Transmission optimization model based on modeFrontier.

Results

Using the MOGA-II algorithm, a total of 1200 individuals were generated. Among these, 507 individuals violated the constraints, while 693 were feasible solutions. The post-processed history chart is displayed in Fig. 6, showcasing the evolution of each variable across the iteration steps. It is evident that, as the number of iteration steps increases, the values of the two objective functions gradually decline and ultimately converge to a narrower range. This convergence indicates that the algorithm progressively enhances the optimization of the objective functions throughout the process, ultimately yielding a more stable solution.

Fig. 6

Historical chart.

The discrete point plots of the design variables for each feasible solution after optimization are presented in Fig. 7.

Fig. 7

Discrete point diagram.

______

QUESTIONS:
[A] From the transmission optimization excerpt, quote the passage from "Using the MOGA-II" up to and including "more stable solution.".
[B] In the transmission optimization excerpt, how many of the generated individuals were feasible solutions?

SOURCE INFORMATION:
______

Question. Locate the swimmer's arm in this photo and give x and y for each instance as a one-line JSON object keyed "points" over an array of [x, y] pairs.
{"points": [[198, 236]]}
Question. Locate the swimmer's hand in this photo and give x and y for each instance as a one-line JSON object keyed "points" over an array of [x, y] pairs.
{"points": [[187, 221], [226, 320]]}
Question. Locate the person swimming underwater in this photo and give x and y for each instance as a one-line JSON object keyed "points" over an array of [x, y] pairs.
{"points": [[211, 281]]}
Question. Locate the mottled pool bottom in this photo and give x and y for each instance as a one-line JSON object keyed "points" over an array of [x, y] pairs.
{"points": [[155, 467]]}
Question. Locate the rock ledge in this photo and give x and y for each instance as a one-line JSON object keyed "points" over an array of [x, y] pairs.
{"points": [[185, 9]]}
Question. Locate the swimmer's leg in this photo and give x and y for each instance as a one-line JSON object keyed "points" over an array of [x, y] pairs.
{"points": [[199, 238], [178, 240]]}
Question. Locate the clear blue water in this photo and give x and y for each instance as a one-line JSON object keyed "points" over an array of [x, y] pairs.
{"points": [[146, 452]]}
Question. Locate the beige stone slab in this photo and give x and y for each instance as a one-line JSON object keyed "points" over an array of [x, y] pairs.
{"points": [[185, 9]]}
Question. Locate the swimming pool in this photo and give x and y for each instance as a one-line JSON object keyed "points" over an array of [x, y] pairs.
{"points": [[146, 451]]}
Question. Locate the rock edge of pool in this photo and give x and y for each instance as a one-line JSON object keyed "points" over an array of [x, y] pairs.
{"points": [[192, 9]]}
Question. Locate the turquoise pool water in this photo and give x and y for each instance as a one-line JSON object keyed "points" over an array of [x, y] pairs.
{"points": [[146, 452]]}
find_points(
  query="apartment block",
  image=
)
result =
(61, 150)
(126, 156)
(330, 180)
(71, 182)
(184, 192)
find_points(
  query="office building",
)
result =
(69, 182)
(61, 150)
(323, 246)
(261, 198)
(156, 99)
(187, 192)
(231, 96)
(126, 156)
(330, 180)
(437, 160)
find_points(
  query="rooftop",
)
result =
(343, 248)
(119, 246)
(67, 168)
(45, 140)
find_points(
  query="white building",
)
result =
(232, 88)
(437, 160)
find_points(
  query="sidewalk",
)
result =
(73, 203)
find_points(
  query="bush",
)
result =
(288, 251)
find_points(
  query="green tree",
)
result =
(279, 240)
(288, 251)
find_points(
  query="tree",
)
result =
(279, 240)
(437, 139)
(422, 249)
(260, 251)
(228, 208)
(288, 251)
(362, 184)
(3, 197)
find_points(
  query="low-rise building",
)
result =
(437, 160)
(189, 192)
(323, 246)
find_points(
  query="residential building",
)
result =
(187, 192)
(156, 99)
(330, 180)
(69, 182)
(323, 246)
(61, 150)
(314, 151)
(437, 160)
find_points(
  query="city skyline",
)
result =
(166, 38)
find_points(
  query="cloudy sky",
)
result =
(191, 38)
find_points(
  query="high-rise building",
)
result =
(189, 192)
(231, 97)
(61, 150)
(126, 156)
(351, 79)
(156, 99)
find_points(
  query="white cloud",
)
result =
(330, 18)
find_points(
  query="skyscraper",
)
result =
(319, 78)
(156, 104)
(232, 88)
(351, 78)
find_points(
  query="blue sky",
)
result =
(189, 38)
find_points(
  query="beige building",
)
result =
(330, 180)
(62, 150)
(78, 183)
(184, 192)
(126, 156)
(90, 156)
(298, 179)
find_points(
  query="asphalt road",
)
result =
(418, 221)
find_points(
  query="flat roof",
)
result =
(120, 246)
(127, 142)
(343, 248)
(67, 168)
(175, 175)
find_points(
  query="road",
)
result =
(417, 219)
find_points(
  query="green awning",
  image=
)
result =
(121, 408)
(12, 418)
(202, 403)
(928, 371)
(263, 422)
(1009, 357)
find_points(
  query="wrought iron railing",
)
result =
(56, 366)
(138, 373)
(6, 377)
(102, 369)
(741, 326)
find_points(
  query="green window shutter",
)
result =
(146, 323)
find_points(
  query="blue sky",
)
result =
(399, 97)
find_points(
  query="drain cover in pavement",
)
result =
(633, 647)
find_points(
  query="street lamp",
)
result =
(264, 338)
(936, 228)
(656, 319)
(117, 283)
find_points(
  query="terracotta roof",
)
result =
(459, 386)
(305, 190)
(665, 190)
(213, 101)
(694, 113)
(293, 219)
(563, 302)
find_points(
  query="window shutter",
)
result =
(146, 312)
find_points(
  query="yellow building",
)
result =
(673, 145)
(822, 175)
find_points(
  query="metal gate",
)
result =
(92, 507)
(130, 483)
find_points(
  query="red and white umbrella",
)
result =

______

TASK-BY-TASK OUTPUTS:
[A]
Using the MOGA-II algorithm, a total of 1200 individuals were generated. Among these, 507 individuals violated the constraints, while 693 were feasible solutions. The post-processed history chart is displayed in Fig. 6, showcasing the evolution of each variable across the iteration steps. It is evident that, as the number of iteration steps increases, the values of the two objective functions gradually decline and ultimately converge to a narrower range. This convergence indicates that the algorithm progressively enhances the optimization of the objective functions throughout the process, ultimately yielding a more stable solution.

[B] 693